**WHAT YOU WILL DO**
Comb through the entries for "person" and pull out each line that holds it.

^^^^^^^^

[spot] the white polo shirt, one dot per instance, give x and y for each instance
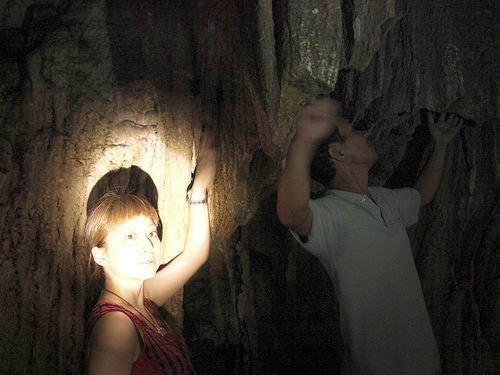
(364, 247)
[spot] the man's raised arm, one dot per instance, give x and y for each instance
(316, 122)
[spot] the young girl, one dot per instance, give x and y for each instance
(126, 334)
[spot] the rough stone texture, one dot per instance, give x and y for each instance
(96, 94)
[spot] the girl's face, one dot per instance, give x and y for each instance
(132, 251)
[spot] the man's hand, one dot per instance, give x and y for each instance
(446, 127)
(317, 119)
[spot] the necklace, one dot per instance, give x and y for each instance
(160, 330)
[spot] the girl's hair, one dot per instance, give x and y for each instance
(110, 211)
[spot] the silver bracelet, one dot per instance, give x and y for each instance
(202, 201)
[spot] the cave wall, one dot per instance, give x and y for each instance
(99, 93)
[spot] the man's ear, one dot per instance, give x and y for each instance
(99, 254)
(335, 151)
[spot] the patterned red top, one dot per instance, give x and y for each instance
(160, 355)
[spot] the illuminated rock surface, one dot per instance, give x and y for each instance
(95, 94)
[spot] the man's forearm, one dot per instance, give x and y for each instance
(294, 187)
(429, 179)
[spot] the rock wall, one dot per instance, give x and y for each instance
(96, 94)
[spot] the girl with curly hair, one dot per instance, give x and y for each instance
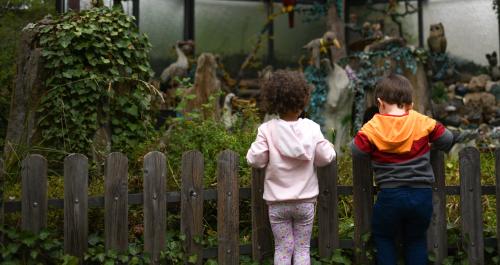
(290, 148)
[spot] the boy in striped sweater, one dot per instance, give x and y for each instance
(398, 141)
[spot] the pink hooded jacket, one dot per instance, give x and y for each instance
(291, 151)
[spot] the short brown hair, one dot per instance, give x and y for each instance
(394, 89)
(284, 91)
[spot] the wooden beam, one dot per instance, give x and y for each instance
(60, 6)
(420, 24)
(189, 20)
(270, 33)
(74, 5)
(136, 10)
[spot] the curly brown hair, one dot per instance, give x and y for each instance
(284, 91)
(394, 89)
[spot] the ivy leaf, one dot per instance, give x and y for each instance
(193, 259)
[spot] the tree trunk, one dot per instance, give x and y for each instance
(25, 96)
(336, 24)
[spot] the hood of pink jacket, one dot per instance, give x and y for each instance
(290, 152)
(292, 139)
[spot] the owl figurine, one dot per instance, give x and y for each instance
(436, 40)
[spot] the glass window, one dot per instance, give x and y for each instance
(230, 29)
(163, 22)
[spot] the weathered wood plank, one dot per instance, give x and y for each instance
(75, 207)
(34, 193)
(192, 203)
(262, 240)
(116, 202)
(155, 204)
(328, 218)
(363, 205)
(497, 174)
(228, 208)
(436, 234)
(470, 205)
(2, 201)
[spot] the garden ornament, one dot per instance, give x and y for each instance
(288, 7)
(179, 68)
(323, 45)
(437, 40)
(494, 69)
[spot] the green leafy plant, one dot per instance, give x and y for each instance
(194, 132)
(96, 61)
(28, 248)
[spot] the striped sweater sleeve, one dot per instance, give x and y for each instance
(441, 138)
(361, 145)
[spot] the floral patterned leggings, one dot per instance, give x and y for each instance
(292, 226)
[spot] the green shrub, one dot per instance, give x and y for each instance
(96, 62)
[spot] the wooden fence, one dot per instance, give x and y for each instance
(34, 205)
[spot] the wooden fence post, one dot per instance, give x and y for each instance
(363, 206)
(228, 208)
(328, 218)
(262, 240)
(155, 204)
(436, 235)
(2, 187)
(116, 202)
(497, 174)
(76, 169)
(34, 193)
(470, 205)
(192, 203)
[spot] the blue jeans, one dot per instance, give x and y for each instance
(406, 210)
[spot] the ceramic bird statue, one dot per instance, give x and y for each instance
(323, 45)
(437, 40)
(288, 6)
(179, 68)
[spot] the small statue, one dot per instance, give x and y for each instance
(377, 30)
(437, 40)
(494, 69)
(179, 68)
(322, 45)
(366, 30)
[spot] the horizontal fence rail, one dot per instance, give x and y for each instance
(156, 201)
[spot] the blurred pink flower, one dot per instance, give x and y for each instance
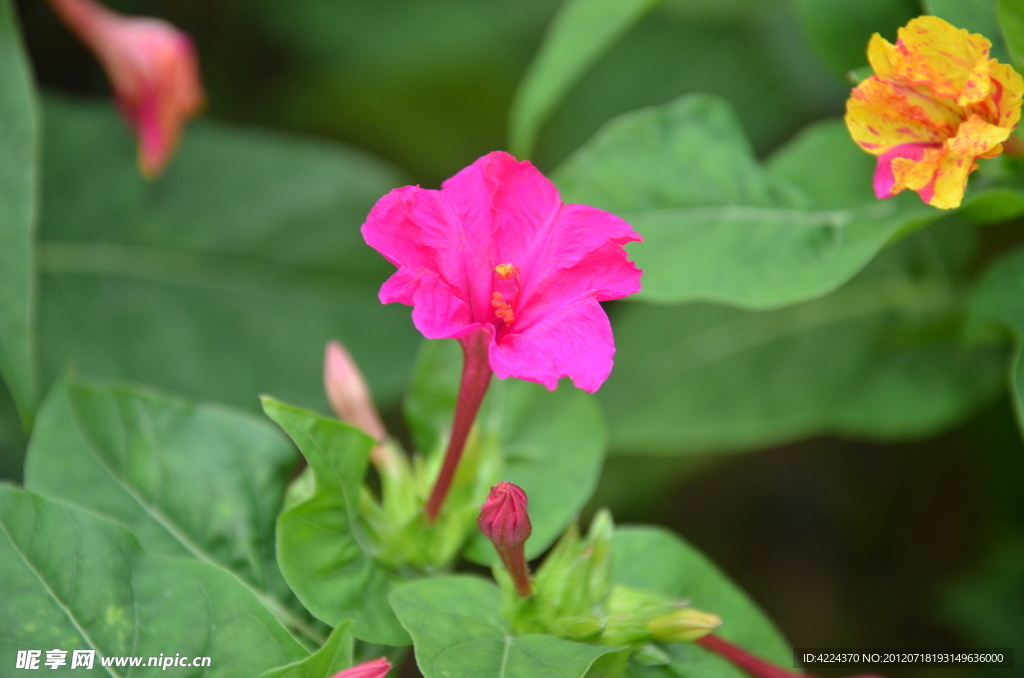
(497, 252)
(153, 69)
(374, 669)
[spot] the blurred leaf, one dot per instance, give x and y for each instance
(12, 437)
(335, 655)
(225, 278)
(882, 358)
(189, 480)
(1011, 39)
(841, 29)
(323, 549)
(986, 605)
(718, 226)
(581, 32)
(545, 436)
(459, 632)
(654, 559)
(999, 299)
(75, 581)
(18, 186)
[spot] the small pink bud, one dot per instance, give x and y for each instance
(153, 69)
(504, 519)
(347, 391)
(374, 669)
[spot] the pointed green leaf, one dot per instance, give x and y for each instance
(335, 655)
(1011, 15)
(654, 559)
(840, 29)
(580, 34)
(75, 581)
(717, 225)
(323, 549)
(546, 437)
(882, 358)
(221, 280)
(189, 480)
(18, 186)
(999, 299)
(459, 632)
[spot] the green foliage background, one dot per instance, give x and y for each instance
(881, 501)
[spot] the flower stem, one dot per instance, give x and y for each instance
(472, 388)
(743, 660)
(515, 563)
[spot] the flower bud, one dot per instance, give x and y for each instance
(374, 669)
(153, 70)
(683, 625)
(504, 519)
(347, 391)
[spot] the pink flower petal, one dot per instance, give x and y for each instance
(497, 250)
(885, 181)
(574, 342)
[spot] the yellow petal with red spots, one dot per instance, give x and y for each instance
(976, 137)
(1004, 106)
(950, 181)
(882, 115)
(933, 52)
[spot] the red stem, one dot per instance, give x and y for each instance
(475, 379)
(515, 563)
(752, 665)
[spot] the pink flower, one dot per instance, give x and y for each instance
(153, 69)
(374, 669)
(497, 251)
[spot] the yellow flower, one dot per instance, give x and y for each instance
(935, 104)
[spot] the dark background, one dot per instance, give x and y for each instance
(843, 543)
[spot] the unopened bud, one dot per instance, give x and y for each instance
(347, 391)
(374, 669)
(153, 70)
(683, 625)
(505, 521)
(504, 518)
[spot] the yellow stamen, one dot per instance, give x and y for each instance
(506, 270)
(503, 309)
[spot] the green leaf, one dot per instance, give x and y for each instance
(459, 632)
(75, 581)
(1011, 19)
(840, 29)
(194, 480)
(881, 358)
(225, 278)
(999, 299)
(717, 225)
(335, 655)
(977, 16)
(580, 34)
(545, 437)
(189, 480)
(323, 549)
(654, 559)
(18, 186)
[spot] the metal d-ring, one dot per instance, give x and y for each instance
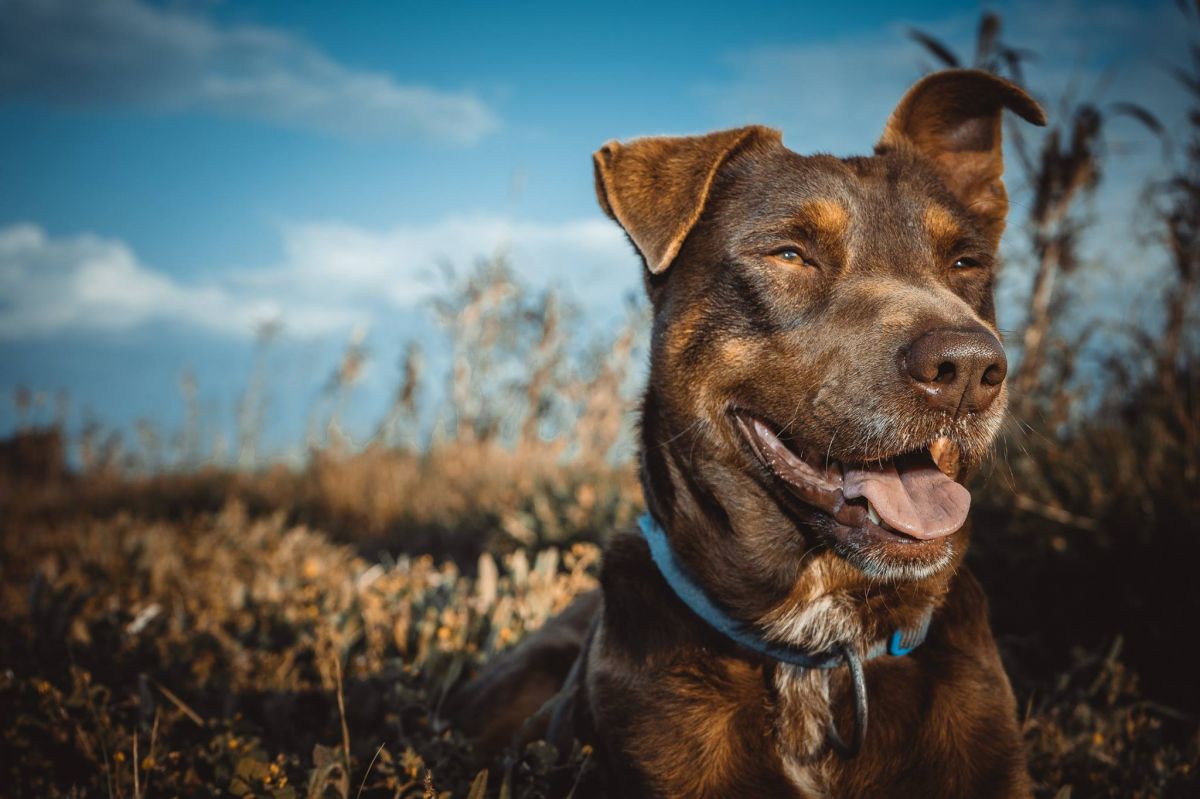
(858, 686)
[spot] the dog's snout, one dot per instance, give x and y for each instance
(957, 370)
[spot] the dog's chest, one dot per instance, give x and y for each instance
(802, 701)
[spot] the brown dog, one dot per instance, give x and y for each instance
(825, 367)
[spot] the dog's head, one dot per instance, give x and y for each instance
(825, 342)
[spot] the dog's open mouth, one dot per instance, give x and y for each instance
(912, 494)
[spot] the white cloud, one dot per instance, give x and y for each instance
(331, 277)
(131, 53)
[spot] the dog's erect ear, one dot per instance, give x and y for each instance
(657, 187)
(953, 118)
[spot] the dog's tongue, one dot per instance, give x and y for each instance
(912, 496)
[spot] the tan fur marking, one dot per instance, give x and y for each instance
(829, 216)
(942, 226)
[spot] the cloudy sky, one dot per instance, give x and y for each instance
(175, 173)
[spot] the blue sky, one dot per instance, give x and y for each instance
(174, 173)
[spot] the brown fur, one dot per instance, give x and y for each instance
(813, 346)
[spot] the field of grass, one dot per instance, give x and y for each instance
(199, 635)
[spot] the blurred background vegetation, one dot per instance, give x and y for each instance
(186, 619)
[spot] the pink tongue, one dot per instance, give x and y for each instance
(912, 496)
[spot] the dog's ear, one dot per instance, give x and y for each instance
(953, 118)
(657, 187)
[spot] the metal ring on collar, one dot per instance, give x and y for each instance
(858, 686)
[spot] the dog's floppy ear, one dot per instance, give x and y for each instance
(953, 118)
(657, 187)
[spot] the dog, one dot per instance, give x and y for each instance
(793, 617)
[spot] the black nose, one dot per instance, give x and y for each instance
(957, 370)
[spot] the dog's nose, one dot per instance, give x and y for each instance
(959, 371)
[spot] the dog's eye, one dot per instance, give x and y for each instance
(792, 256)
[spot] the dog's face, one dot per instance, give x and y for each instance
(825, 328)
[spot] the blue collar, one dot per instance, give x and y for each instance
(899, 643)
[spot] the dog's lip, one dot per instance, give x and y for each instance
(822, 482)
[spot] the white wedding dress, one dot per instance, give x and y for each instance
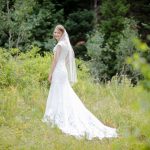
(65, 110)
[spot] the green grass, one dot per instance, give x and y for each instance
(23, 93)
(115, 105)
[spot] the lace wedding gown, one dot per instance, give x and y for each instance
(65, 110)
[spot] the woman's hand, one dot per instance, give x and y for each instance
(50, 78)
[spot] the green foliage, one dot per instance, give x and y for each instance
(79, 24)
(105, 62)
(23, 24)
(113, 15)
(140, 63)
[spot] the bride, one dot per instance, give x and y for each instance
(64, 108)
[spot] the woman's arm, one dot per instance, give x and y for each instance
(54, 61)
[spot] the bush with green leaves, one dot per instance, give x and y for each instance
(106, 62)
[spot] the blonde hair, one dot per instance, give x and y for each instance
(60, 27)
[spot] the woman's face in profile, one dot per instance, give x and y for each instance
(57, 34)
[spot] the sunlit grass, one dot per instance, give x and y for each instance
(23, 94)
(22, 111)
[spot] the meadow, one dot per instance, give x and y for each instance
(23, 92)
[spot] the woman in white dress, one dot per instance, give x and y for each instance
(64, 108)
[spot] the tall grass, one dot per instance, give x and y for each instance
(22, 106)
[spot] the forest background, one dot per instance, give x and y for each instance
(111, 41)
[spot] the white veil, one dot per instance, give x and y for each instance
(70, 59)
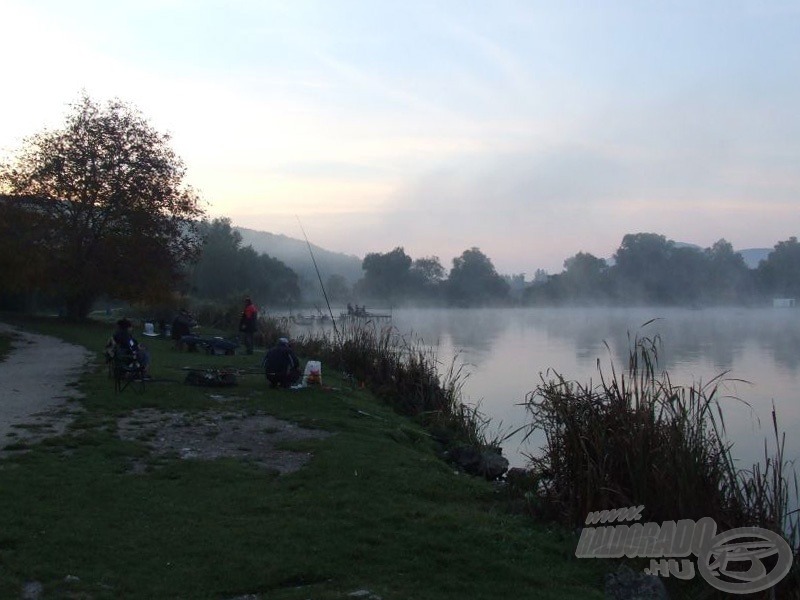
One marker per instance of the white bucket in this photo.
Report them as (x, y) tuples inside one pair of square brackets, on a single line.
[(313, 373)]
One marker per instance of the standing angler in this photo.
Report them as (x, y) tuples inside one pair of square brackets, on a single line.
[(248, 323)]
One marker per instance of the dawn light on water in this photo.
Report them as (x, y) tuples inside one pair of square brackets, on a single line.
[(336, 299)]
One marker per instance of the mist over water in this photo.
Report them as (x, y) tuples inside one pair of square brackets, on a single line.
[(506, 350)]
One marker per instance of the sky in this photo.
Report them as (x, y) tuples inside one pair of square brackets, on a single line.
[(530, 129)]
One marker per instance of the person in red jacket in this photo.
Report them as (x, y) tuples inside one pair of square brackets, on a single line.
[(248, 323)]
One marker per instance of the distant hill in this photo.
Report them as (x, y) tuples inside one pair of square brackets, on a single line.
[(294, 254), (753, 256)]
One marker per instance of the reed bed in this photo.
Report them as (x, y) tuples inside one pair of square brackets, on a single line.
[(638, 439)]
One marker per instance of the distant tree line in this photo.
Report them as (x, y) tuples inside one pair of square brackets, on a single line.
[(649, 269), (395, 278), (98, 210), (646, 269)]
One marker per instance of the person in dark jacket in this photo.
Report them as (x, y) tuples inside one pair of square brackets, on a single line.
[(125, 342), (248, 323), (281, 365)]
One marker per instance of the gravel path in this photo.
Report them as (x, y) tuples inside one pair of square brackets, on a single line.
[(35, 380)]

^^^^^^^^

**REPLY**
One marker per instance of the person in red jacket in this photo.
One marker per instance of the person in dark jacket in this photo.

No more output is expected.